→ PETUNJUK TUGAS
Salin ulang semua baris data di bawah ini kata demi kata tanpa mengubah apa pun. Gambarnya tidak usah ikut disalin.

┌────────

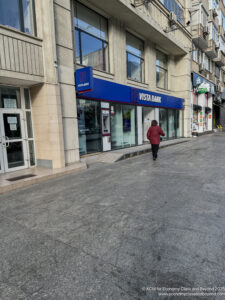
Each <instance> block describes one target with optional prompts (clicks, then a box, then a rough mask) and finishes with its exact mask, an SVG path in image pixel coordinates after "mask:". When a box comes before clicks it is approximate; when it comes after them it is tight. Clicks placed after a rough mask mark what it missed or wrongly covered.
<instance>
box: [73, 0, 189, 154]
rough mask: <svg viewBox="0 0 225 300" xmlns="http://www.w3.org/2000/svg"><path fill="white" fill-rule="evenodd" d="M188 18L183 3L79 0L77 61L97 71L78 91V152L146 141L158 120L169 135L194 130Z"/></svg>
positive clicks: (113, 148) (75, 29)
mask: <svg viewBox="0 0 225 300" xmlns="http://www.w3.org/2000/svg"><path fill="white" fill-rule="evenodd" d="M171 11H173V12H175V13H173V14H174V16H173V15H172V16H171V13H170V12H171ZM172 17H173V18H174V19H172ZM170 18H171V20H170ZM185 22H186V16H185V10H184V3H183V5H182V2H175V1H171V6H170V7H168V1H161V2H159V1H151V2H150V1H98V2H96V1H80V2H78V1H76V2H74V26H75V27H74V30H75V34H74V36H75V52H76V67H75V68H76V70H80V69H81V70H82V69H83V68H84V67H85V66H91V67H92V68H93V77H94V78H93V81H94V84H93V88H92V90H91V91H88V92H86V91H84V92H81V91H79V92H77V111H78V130H79V147H80V154H81V155H84V154H89V153H95V152H99V151H109V150H115V149H120V148H124V147H132V146H135V145H141V144H143V143H145V142H147V137H146V133H147V130H148V128H149V126H150V124H151V121H152V120H153V119H156V120H158V121H159V124H160V126H161V127H162V129H163V130H164V132H165V139H174V138H179V137H182V136H190V129H189V127H190V126H189V125H188V123H189V122H190V56H191V55H190V48H191V35H190V32H189V30H188V28H187V27H186V26H185V24H186V23H185ZM80 73H82V71H81V72H80Z"/></svg>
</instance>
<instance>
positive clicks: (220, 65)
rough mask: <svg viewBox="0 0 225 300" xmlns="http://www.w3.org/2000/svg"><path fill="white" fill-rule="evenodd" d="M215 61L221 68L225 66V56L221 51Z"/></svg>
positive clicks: (218, 65) (220, 50) (218, 53)
mask: <svg viewBox="0 0 225 300" xmlns="http://www.w3.org/2000/svg"><path fill="white" fill-rule="evenodd" d="M213 61H214V62H215V63H216V64H217V65H218V66H220V67H223V66H225V55H224V54H223V52H222V51H221V50H220V51H219V52H218V56H217V57H216V58H214V60H213Z"/></svg>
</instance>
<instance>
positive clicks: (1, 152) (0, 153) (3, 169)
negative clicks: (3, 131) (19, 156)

└────────

→ JAWABAN TUGAS
Each <instance> block describes one target with optional prompts (clicks, then a box, then a rough mask) and finishes with its exact mask, an SVG path in image pixel coordinates after "mask:". When a box comes before clicks it is approximate; when it comes after them it is tight. Clicks placed after a rough mask mark what it missed or wrongly covered.
<instance>
box: [73, 0, 189, 154]
rough mask: <svg viewBox="0 0 225 300" xmlns="http://www.w3.org/2000/svg"><path fill="white" fill-rule="evenodd" d="M188 18L183 3L79 0L77 61L97 71L78 91V152L146 141L158 120L169 135L194 130Z"/></svg>
positive clicks: (113, 148) (75, 29)
mask: <svg viewBox="0 0 225 300" xmlns="http://www.w3.org/2000/svg"><path fill="white" fill-rule="evenodd" d="M171 11H173V12H175V13H173V14H174V16H173V15H172V16H171V13H170V12H171ZM172 17H173V18H174V19H172ZM170 18H171V20H170ZM185 22H186V16H185V10H184V3H183V5H182V2H175V1H171V6H170V7H168V1H161V2H159V1H151V2H150V1H98V2H96V1H80V2H78V1H76V2H74V26H75V27H74V30H75V34H74V36H75V52H76V67H75V68H76V70H80V69H81V70H82V69H83V68H84V67H85V66H91V67H92V68H93V77H94V78H93V81H94V84H93V88H92V90H91V91H88V92H86V91H84V92H81V91H79V92H77V111H78V130H79V147H80V154H81V155H84V154H89V153H95V152H99V151H109V150H115V149H120V148H124V147H132V146H135V145H141V144H143V143H145V142H147V137H146V133H147V130H148V128H149V126H150V124H151V121H152V120H153V119H156V120H158V121H159V124H160V126H161V127H162V129H163V130H164V132H165V139H174V138H179V137H182V136H190V129H189V127H190V126H189V125H188V123H189V122H190V56H191V55H190V48H191V35H190V32H189V30H188V28H187V27H186V26H185V24H186V23H185ZM80 73H82V71H81V72H80Z"/></svg>
</instance>
<instance>
positive clicks: (220, 65)
rough mask: <svg viewBox="0 0 225 300" xmlns="http://www.w3.org/2000/svg"><path fill="white" fill-rule="evenodd" d="M215 61L221 68L225 66V56L221 51Z"/></svg>
positive clicks: (218, 65) (220, 50) (218, 53)
mask: <svg viewBox="0 0 225 300" xmlns="http://www.w3.org/2000/svg"><path fill="white" fill-rule="evenodd" d="M213 61H214V62H215V63H216V64H217V65H218V66H220V67H223V66H225V55H224V54H223V52H222V51H221V50H220V51H219V52H218V56H217V57H216V58H214V60H213Z"/></svg>
</instance>
<instance>
positive clicks: (1, 152) (0, 153) (3, 169)
negative clicks: (3, 131) (19, 156)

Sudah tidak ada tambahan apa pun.